> What you are asked to do
Every line of the records below that holds the word "precedes" belongs in the answer.
━━━━━━━━━━━━━━━━
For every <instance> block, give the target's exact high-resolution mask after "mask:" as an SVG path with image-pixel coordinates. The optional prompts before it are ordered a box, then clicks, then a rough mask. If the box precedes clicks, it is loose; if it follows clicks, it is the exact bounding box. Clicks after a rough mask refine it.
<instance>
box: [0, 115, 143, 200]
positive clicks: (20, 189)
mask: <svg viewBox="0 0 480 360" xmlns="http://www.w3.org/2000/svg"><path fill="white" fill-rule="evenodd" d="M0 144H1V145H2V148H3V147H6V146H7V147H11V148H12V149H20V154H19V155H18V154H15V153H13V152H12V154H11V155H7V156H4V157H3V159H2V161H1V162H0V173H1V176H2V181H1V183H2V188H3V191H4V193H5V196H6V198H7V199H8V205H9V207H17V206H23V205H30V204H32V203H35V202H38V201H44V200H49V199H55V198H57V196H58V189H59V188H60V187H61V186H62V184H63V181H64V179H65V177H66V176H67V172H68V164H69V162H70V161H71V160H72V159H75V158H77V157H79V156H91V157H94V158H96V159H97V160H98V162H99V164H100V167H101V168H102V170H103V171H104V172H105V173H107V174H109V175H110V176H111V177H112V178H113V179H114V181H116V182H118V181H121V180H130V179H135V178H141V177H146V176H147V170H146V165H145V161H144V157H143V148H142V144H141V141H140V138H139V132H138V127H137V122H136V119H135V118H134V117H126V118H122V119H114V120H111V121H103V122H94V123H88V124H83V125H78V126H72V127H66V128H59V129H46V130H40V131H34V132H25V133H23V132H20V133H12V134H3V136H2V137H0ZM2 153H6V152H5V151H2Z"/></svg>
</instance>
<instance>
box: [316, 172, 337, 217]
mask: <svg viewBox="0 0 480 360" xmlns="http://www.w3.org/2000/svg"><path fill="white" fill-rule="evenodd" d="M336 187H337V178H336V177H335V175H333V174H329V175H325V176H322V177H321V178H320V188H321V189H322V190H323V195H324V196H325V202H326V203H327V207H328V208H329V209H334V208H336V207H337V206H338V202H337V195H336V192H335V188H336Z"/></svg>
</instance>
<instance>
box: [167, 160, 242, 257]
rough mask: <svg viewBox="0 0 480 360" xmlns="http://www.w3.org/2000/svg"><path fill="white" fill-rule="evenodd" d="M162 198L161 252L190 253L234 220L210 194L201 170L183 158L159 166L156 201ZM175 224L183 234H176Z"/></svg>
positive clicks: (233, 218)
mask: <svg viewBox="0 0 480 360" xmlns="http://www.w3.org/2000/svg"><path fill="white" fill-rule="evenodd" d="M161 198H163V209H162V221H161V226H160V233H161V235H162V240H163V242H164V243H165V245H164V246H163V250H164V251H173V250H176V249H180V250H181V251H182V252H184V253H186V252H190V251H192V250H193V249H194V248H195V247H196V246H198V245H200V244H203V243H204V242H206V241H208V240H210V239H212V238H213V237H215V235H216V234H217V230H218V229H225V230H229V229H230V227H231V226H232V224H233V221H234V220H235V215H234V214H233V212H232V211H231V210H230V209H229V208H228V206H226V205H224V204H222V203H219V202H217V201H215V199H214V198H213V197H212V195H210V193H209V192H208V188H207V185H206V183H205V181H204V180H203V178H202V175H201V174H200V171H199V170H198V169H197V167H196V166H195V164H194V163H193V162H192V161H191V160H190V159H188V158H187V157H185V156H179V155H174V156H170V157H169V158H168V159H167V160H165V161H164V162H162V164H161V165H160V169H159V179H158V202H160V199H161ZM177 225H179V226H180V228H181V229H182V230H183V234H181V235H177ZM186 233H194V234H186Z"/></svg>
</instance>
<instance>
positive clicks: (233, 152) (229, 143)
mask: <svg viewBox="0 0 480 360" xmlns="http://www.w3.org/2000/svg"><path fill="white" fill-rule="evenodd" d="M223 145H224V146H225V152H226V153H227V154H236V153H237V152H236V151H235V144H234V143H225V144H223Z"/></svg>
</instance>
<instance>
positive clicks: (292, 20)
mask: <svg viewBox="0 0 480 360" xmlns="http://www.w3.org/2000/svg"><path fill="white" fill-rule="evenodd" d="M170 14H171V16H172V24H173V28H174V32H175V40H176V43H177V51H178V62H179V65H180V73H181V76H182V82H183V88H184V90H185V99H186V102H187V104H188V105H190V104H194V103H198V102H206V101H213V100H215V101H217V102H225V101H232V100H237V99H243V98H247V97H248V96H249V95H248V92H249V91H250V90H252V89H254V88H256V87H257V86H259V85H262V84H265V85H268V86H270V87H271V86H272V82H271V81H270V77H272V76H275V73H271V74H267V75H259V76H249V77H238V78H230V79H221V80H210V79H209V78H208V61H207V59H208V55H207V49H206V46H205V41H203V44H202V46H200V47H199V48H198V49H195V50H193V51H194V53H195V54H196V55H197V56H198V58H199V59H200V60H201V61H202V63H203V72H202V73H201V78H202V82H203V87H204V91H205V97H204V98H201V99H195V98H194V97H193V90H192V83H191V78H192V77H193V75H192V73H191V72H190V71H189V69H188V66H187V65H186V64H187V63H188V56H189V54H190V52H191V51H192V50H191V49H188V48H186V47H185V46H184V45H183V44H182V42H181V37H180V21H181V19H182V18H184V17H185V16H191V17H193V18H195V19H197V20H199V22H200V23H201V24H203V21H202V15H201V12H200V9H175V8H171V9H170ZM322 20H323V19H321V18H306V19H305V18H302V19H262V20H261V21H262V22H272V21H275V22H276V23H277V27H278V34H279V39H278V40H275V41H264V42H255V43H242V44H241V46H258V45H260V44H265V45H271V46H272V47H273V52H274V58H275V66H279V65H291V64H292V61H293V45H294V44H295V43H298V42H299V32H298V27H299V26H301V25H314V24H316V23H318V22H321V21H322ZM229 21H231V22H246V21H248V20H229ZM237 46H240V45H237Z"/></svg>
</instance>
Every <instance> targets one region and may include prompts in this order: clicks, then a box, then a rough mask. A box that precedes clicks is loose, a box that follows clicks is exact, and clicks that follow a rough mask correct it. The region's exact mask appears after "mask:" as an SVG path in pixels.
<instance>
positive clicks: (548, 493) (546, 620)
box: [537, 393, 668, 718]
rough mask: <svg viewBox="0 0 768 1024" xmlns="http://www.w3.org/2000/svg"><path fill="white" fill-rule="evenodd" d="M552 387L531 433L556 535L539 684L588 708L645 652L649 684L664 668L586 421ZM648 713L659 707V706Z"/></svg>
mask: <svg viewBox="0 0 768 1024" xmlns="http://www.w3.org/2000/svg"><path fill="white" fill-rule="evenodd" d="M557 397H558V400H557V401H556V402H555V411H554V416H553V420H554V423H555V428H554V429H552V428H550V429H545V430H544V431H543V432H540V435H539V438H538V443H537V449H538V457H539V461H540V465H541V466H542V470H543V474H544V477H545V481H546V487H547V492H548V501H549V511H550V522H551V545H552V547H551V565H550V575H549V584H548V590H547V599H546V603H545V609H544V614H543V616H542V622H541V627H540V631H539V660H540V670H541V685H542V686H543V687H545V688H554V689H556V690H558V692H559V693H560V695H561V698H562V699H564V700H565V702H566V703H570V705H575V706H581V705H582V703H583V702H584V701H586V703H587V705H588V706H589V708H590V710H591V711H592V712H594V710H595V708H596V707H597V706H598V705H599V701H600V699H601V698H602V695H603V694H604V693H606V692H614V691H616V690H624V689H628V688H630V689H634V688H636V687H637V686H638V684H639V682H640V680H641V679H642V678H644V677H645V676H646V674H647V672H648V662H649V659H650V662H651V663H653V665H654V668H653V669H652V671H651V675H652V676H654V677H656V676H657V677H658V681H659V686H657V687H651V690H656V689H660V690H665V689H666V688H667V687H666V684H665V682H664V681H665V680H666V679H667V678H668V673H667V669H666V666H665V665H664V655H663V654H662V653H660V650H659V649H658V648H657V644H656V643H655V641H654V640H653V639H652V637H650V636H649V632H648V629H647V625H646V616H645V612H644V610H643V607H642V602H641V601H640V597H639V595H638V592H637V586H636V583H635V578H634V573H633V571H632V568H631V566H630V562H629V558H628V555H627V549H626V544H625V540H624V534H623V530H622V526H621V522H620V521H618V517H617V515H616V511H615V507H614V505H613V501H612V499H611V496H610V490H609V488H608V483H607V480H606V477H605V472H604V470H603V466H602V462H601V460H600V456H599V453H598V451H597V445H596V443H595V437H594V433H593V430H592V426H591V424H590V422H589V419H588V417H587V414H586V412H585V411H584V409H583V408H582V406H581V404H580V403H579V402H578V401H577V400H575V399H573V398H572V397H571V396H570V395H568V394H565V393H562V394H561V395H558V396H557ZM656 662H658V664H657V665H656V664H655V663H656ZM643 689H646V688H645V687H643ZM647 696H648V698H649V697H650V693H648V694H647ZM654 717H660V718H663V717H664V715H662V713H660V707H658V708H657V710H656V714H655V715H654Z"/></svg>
━━━━━━━━━━━━━━━━
> Result of the exercise
For every <instance> block, give the target's exact high-resolution mask after "mask:" as an SVG path with image-pixel coordinates. The optional prompts before it are ordered a box, then clicks, then a rough mask. If the box precedes clicks, it is loose; if it follows clicks, it is the exact bounding box. Clicks after a rough mask refine it.
Every <instance> targets one region and may include prompts in this order: clicks, then a box, then a rough mask. A box that precedes clicks is loose, a box that follows clicks is exact, and clicks that follow a rough mask correct it. The region's exact mask appears after "mask:" as an SVG path in pixels.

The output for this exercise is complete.